----- Text under study
Galvanic cells, such as the Daniell cell below, feature a lot in Chemistry books. For one of my Chemistry EEIs I decided to look at the effect of the temperature and concentration of the solutions on the voltage produced.
I used a simple Daniell cell, which required: zinc sulphate, copper sulphate (both readily available from Bunnings, around $12 to $13 for 500g), a zinc and a copper electrode (zinc plated nail would do), some sodium sulphate (which I created by reacting copper sulphate with sodium bicarbonate) and a voltmeter. I also used an electric frying pan to heat up the beakers containing the solutions.
Standard electrode potentials are always specified as the voltage potential under standard conditions (25°C, 1.00 mol L-1), as the voltage is dependent upon both temperature and electrolyte concentration. Here, the effect of temperature and concentration on the voltage of a Daniell cell is quantified. The results were quite dissimilar to that of previous work in this area; this may be due to differences in the salt bridge used. At a constant temperature of 30°C, the electrolyte concentration had a moderate effect on voltage potential – up to 1.3%. The relationship between voltage and temperature was dependent upon the electrolyte concentrations, however all trials showed a strong positive correlation. The maximum change in voltage potential observed was 1.95%, when the temperature of the cell changed from 24 to 69°C. These results may be of importance to manufacturers of batteries or electronic devices that might be used in extreme temperatures.
The graph below shows the basic result.
The full (12 page) report is available here. This was a fantastic investigation, and many questions remain, such as why the results did not follow the predictions from the Nernst equation.
----------
----- Records
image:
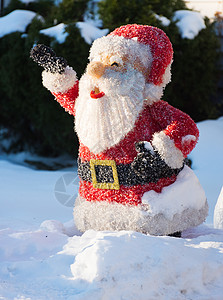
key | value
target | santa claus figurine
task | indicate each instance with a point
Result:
(132, 144)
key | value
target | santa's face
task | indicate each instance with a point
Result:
(111, 96)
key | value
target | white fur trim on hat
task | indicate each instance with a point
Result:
(120, 46)
(158, 216)
(167, 150)
(59, 83)
(154, 92)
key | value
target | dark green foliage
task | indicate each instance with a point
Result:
(42, 7)
(34, 120)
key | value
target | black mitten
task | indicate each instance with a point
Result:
(46, 58)
(149, 165)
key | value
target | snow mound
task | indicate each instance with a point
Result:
(190, 23)
(58, 32)
(130, 265)
(89, 32)
(17, 20)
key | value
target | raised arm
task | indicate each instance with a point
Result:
(57, 77)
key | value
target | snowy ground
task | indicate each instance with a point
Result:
(43, 256)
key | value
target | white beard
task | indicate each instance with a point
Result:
(104, 122)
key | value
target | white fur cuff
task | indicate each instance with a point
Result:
(167, 150)
(59, 83)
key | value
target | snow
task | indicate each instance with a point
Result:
(218, 212)
(176, 198)
(164, 21)
(90, 32)
(190, 23)
(43, 256)
(58, 32)
(17, 20)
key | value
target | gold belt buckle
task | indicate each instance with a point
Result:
(104, 185)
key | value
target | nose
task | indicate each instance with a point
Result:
(95, 69)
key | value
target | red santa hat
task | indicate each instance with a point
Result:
(150, 45)
(159, 46)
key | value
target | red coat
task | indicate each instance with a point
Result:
(159, 116)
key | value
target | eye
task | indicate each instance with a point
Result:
(114, 64)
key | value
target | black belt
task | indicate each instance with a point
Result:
(105, 174)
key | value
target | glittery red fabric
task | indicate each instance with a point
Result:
(130, 195)
(159, 116)
(67, 99)
(159, 43)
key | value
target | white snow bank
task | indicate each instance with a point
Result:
(89, 32)
(58, 32)
(218, 212)
(164, 21)
(207, 161)
(130, 265)
(190, 23)
(17, 20)
(43, 265)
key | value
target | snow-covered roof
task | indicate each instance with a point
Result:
(17, 20)
(90, 32)
(190, 23)
(58, 32)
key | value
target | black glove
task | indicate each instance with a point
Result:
(149, 165)
(46, 58)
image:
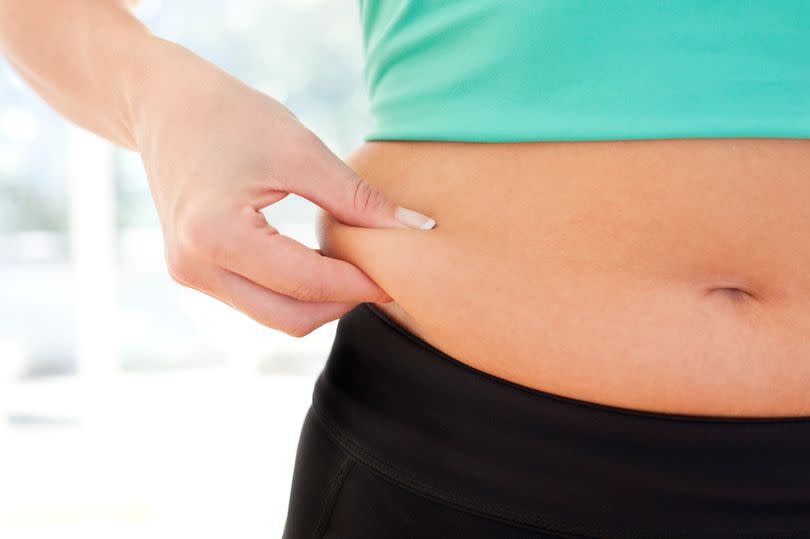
----------
• [What the task requires]: Extract the passage of the Daniell cell text between "I used a simple" and "containing the solutions.", inclusive.

• [Exercise answer]:
I used a simple Daniell cell, which required: zinc sulphate, copper sulphate (both readily available from Bunnings, around $12 to $13 for 500g), a zinc and a copper electrode (zinc plated nail would do), some sodium sulphate (which I created by reacting copper sulphate with sodium bicarbonate) and a voltmeter. I also used an electric frying pan to heat up the beakers containing the solutions.